This is the absolutely preferred deployment model for horizontal scaling because the Ontoserver instances auto-discover each other and coordinate themselves to manage the complexities of FHIR’s stateful interactions and content updates via syndication and preload feeds. (Currently this is managed using Infinispan.)

This mode is enabled by setting the configuration parameter:

ontoserver.deployment.scaled=true

this also implies (forces)

ontoserver.deployment.readOnly=true

The deployment then consists of

A shared PostgreSQL instance, typically using the cloud platform service since this simplifies backups and availability.
Each Ontoserver container using its own local container storage on the Docker host, ideally SSD to maximise performance.

In this readonly mode, Ontoserver ensures that no FHIR update operations can be performed (regardless of the security model and associated permissions in the token). The only only way to load / update content on the instances is via the preload and syndication feed(s).

Note that for SNOMED CT and LOINC, the associated content MUST remain available in these feeds so that newly started instances are able to load their indexes.

Separate disk and database (legacy)

Typically this is achieved using:

A PostgreSQL container deployed alongside each Ontoserver container, typically using local container storage, ideally on the same host to minimise latency
Each Ontoserver container using its own local container storage on the Docker host, ideally SSD to maximise performance.

This method uses entirely transient storage for the containers, and relies upon Ontoserver instances being able to rebuild their disk and database state upon boot from their configured preload syndication feed. This method uses the read-only nature of the endpoint to remove the need to synchronise state due to write operations for each Ontoserver instance – state is synchronised to the configured common preload syndication feed.

Shared disk and database — deprecated

~~Typically this is achieved using:~~

~~a shared filesystem technology like NFS or SMB which can be mounted in a read/write mode by multiple Docker containers concurrently~~
~~a central PostgreSQL database with a single schema all Ontoserver instances connect to.~~

This infrastructure cannot match low latency disk access when using instance storage on the Docker node hosting the Ontoserver container. Similarly with co-located twinned Ontoserver and PostgreSQL containers, centralised databases introduce latency to the overall solution, which has a further performance cost.

Therefore, a performance hit compared to separate instance storage and separate databases co-located with each Ontoserver container is likely. This can be minimised with premium storage infrastructure, however is unlikely to be able to match local storage on the Docker host if it is SSD.

- - -

▶ What this exercise asks
**1.** Transcribe the part of the Ontoserver deployment text that opens with the words containing "This method uses entirely" and closes with "common preload syndication feed.".
**2.** Answer these questions using the Ontoserver deployment text:
(a) What technology currently manages the coordination between the Ontoserver instances?
(b) Which configuration parameter enables the scaled deployment mode?
(c) For which two terminologies must the content remain available in the feeds?
**3.** Continue the Ontoserver deployment text from the point where it stops.
The items that come after this text have no connection to it.

- - -

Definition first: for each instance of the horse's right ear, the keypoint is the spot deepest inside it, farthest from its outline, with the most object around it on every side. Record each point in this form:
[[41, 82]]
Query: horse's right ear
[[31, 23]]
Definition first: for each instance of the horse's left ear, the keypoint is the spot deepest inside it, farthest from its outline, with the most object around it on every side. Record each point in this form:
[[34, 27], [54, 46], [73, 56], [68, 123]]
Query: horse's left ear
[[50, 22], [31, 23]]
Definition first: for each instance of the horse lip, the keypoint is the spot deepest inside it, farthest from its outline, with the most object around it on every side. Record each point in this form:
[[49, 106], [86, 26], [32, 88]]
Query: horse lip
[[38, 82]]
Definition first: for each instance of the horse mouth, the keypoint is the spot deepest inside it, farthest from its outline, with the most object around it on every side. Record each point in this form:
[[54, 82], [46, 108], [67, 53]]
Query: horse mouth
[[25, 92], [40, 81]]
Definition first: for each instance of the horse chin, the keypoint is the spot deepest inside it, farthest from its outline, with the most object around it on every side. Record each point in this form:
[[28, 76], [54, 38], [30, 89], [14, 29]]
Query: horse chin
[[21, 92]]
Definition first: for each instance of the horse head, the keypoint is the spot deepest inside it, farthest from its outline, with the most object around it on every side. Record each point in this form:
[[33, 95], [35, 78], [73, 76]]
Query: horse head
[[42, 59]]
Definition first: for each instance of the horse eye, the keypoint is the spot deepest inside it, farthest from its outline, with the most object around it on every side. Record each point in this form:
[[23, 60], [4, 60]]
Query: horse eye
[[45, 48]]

- - -

▶ Answers per task
**1.**
This method uses entirely transient storage for the containers, and relies upon Ontoserver instances being able to rebuild their disk and database state upon boot from their configured preload syndication feed. This method uses the read-only nature of the endpoint to remove the need to synchronise state due to write operations for each Ontoserver instance – state is synchronised to the configured common preload syndication feed.

**2.**
(a) Infinispan
(b) ontoserver.deployment.scaled=true
(c) SNOMED CT and LOINC

**3.**
Note: When shared disk and database are being used for such a read-only endpoint with a preload feed, a single Ontoserver instance should be started and allowed to complete the preload process prior to the other Ontoserver instances being started. This prevents multiple Ontoserver instances attempting to load data from the preload feed onto shared disk and database concurrently which will likely result in numerous error messages in their log files.

Stateful requests

The $closure FHIR operation creates and relies on in-memory state in the server that cannot be replicated in a scaling solution. To address this, these requests should be sent to the same server. This can be done either using stateful/stateless servers, or sticky sessions. We feel that the former is preferable, unless specific expected usage patterns indicate otherwise.

Stateful/stateless servers

This model allocates one server as the stateful server, and the ingress controller/load balancer is configured to redirect all stateful requests to that server. The advantage of this is that these requests can be shared across multiple clients, e.g. multiple clients can use/maintain a shared closure table. The disadvantage is that the endpoint does not scale horizontally for these types of requests (these are not typically the requests that lead to a requirement for scaling).

Sticky sessions

The sticky sessions model relies on the ingress controller/load balancer directing all requests from a given client (based on source IP and/or HTTP referrer header) to the same server. This allows the endpoint to scale horizontally for these requests. However, it is not possible for different clients to share a closure table.

Ontoserver does not provide any application level support for sticky sessions, and is not able to set headers or cookies for the purpose of creating hints for a load balancer to manage sticky sessions.

Content and software deployments

Logically, to ensure consistent behaviour of an endpoint across requests for clients, at any given moment the active Ontoserver instances serving the endpoint must be operating on the same software version and content.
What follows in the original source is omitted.